>> Begin Supplied records

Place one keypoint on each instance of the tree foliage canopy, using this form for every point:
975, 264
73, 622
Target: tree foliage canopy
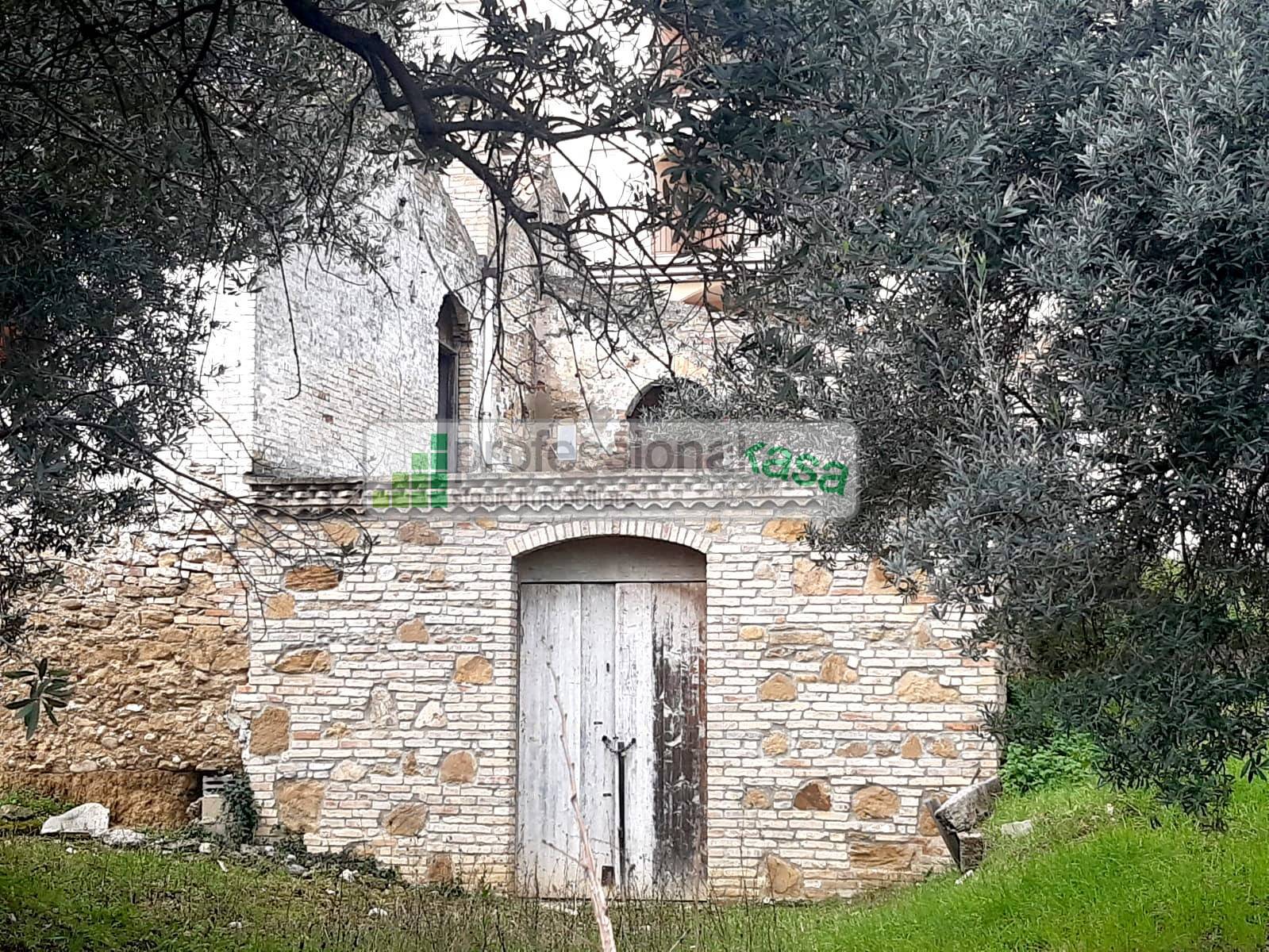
1025, 249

>> End Supplied records

**Brief**: Could you quote the data above word for word, leaving out any pictures?

**Output for this exercise**:
Place one keypoint on each instance of the tree foliage canopy, using this form for every point:
975, 264
73, 622
Target: tree foliage canopy
1025, 249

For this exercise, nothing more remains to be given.